- **Supplied passage**

▶

Replies from: JonathanErhardt
comment by JonathanErhardt · 2022-09-08T07:52:27.660Z · LW(p) · GW(p)

Thanks for the link, I will read that!

comment by James_Miller · 2022-09-05T12:15:24.826Z · LW(p) · GW(p)

You could do a prisoners' dilemma mini game.   The human player and (say) three computer players are AI companies.  Each company independently decides how much risk to take of ending the world by creating an unaligned AI.  The more risk you take relative to the other players the higher your score if the world doesn't end. In the game's last round, the chance of the world being destroyed is determined by how much risk everyone took.

Replies from: Ericf, JonathanErhardt
comment by Ericf · 2022-09-05T15:35:30.660Z · LW(p) · GW(p)

Isn't that begging the question? If the goal is to teach why being optimistic is dangerous, declaring by fiat that an unaligned AI ends the world skips the whole "teaching" part of a game.

Replies from: James_Miller
comment by James_Miller · 2022-09-05T18:01:15.575Z · LW(p) · GW(p)

Yes, it doesn't establish why it's inherently dangerous but does help explain a key challenge to coordinating to reduce the danger.  

comment by JonathanErhardt · 2022-09-05T13:08:53.587Z · LW(p) · GW(p)

I really like that and it happens to fit well with the narrative that we're developing. I'll see where we can include a scene like this.

Replies from: James_Miller
comment by James_Miller · 2022-09-05T17:59:38.818Z · LW(p) · GW(p)

Excellent.  I would be happy to help.  I teach game theory at Smith College.

comment by cubefox · 2022-09-05T12:52:55.998Z · LW(p) · GW(p)

Ethical truths are probably different from empirical truths. An advanced AI may learn empirical truths on its own from enough data, but it seems unlikely that it will automatically converge on the ethical truth. Instead, it seems that any degree of intelligence can be combined with any kind of goal. (Orthogonality Thesis)

◀

- **Stated goal**
Please continue the forum thread about designing a game on AI risk, starting after its final comment on ethical truths and the Orthogonality Thesis. The rows have no part in this.

- **Data provided**
▶

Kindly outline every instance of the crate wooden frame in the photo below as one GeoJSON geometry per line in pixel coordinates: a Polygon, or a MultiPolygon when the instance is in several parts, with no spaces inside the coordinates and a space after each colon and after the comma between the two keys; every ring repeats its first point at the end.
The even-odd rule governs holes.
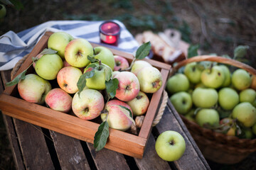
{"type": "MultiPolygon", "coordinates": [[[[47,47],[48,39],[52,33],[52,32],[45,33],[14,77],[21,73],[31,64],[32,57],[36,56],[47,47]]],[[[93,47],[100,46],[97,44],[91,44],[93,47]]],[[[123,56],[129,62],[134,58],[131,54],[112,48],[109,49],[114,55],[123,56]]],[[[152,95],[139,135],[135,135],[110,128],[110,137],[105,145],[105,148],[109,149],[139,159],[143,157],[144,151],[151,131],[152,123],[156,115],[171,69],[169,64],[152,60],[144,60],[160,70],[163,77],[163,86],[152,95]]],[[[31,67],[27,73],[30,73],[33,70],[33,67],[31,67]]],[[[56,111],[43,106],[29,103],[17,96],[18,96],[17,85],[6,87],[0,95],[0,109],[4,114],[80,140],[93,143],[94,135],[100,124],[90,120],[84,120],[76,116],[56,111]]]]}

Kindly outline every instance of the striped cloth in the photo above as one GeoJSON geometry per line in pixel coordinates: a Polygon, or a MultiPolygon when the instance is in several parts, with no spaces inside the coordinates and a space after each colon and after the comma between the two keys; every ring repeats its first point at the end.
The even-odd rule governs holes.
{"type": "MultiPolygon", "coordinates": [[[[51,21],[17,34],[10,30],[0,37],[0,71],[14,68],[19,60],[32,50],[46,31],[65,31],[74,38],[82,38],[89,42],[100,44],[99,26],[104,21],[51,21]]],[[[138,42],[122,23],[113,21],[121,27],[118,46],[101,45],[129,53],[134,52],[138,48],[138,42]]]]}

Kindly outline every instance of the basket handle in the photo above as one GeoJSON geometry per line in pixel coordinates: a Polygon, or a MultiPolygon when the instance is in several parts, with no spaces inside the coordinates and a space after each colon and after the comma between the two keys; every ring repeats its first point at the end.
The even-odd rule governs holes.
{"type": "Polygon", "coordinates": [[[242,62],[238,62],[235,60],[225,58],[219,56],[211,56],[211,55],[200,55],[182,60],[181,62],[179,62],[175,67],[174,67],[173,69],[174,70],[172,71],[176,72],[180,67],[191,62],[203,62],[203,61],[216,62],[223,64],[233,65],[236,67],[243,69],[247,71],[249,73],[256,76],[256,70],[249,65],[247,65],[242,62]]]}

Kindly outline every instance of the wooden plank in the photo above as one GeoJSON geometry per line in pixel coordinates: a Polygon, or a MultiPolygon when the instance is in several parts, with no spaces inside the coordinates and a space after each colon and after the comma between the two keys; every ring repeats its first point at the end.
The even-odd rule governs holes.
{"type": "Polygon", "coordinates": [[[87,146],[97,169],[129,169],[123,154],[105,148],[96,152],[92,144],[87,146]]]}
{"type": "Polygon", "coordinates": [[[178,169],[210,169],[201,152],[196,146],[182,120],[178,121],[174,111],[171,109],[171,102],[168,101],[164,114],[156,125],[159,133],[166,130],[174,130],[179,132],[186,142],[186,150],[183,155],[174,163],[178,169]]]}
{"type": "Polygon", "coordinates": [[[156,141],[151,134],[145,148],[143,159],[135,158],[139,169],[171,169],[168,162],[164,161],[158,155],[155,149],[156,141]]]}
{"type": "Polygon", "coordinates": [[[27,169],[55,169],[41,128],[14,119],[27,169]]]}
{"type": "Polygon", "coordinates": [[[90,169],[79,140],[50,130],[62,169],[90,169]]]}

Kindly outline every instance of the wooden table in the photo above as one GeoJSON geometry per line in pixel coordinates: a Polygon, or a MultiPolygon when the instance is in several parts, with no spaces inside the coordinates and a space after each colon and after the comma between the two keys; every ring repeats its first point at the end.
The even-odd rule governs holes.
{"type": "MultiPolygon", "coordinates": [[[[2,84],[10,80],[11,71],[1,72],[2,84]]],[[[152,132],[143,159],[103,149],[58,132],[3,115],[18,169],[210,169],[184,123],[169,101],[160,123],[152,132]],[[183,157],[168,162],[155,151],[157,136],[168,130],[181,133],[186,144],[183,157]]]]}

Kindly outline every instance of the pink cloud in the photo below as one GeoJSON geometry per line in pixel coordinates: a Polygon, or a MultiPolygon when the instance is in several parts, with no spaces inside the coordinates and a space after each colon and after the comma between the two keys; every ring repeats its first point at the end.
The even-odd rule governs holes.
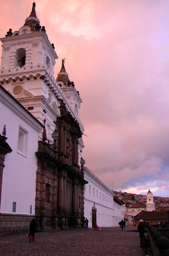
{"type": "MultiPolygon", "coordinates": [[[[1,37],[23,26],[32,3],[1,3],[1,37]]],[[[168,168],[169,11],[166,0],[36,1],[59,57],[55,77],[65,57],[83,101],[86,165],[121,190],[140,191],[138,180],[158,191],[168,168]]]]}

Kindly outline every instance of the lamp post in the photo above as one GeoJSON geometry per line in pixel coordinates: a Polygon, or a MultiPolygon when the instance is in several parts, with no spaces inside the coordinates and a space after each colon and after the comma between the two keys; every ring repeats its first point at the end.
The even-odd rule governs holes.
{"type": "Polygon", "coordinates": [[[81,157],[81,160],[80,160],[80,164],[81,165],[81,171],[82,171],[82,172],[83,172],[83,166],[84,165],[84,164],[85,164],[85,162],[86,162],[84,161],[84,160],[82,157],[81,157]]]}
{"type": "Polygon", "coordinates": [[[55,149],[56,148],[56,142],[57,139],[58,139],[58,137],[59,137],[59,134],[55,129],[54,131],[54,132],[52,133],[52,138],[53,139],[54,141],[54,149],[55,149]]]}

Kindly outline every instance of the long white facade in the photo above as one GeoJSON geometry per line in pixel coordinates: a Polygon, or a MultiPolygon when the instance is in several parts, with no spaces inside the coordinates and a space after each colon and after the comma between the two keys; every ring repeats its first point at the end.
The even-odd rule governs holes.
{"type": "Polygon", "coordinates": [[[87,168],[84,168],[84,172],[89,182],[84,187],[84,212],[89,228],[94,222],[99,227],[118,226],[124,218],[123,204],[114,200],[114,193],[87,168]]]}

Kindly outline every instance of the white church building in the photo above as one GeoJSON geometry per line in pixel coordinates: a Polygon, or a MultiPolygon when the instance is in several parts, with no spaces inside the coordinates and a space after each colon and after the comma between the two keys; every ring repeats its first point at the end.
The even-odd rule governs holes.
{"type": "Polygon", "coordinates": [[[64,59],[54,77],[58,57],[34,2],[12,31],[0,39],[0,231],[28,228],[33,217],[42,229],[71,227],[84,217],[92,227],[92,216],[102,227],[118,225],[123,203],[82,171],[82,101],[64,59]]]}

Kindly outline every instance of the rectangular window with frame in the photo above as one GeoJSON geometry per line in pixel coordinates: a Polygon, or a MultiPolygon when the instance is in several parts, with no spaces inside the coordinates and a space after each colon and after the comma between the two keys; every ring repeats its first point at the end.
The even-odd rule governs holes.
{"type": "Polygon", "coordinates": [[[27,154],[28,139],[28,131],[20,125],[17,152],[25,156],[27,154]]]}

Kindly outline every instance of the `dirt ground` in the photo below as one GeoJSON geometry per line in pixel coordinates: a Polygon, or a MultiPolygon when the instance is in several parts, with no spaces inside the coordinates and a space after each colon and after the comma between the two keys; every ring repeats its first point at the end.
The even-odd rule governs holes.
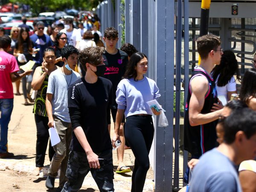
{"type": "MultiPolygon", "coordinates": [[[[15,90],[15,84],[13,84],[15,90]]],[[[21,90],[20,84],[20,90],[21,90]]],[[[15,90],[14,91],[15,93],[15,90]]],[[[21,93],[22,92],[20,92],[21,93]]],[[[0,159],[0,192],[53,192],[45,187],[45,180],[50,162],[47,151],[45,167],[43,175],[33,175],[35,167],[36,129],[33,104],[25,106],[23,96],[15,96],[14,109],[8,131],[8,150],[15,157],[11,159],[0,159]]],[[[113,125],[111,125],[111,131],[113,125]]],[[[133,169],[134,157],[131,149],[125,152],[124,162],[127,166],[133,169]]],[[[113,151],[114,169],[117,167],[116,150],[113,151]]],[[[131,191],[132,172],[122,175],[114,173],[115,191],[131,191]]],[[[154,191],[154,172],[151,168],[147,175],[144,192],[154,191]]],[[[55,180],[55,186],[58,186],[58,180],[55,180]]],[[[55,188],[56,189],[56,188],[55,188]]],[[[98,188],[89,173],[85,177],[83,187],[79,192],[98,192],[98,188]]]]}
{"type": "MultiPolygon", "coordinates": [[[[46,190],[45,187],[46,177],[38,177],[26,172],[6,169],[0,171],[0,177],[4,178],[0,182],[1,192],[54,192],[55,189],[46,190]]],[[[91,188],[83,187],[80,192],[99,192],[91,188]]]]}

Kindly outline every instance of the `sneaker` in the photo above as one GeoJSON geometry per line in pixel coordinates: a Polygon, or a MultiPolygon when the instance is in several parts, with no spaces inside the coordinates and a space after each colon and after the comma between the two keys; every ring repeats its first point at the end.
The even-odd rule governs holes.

◀

- **Answer below**
I think the main point of the orthogonality thesis is less about an advanced AI not being able to figure out the true ethics, but the AI not being motivated to be ethical in this way even if it figures out the correct theory. If there is a true moral theory and the orthogonality thesis is true, the thesis of moral internalism (true moral beliefs are intrinsically motivating) is false. See here https://arbital.com/p/normative_extrapolated_volition/ section "Unrescuability of moral internalism".

Replies from: JonathanErhardt
comment by JonathanErhardt · 2022-09-05T13:05:19.895Z · LW(p) · GW(p)

Good point, I see what you mean. I think we could have 2 distinct concepts of "ethics" and 2 corresponding orthogonality theses:
 

  1. Concept "ethics1" requires ethics to be motivational. Some set of rules can only be the true ethics if, necessarily, everyone who knows them is motivated to follow them. (I think moral internalist probably use this concept?)
  2. Concept "ethics2" doesn't require some set of rules to be motivational to be the correct ethics.
     

The orthogonality thesis for 1 is what I mentioned: Since there are (probably) no rules that necessarily motivate everyone who knows them, the AI would not find the true ethical theory.

The orthogonality thesis for 2 is what you mention: Even if the AI finds it, it would not necessarily be motivated by it.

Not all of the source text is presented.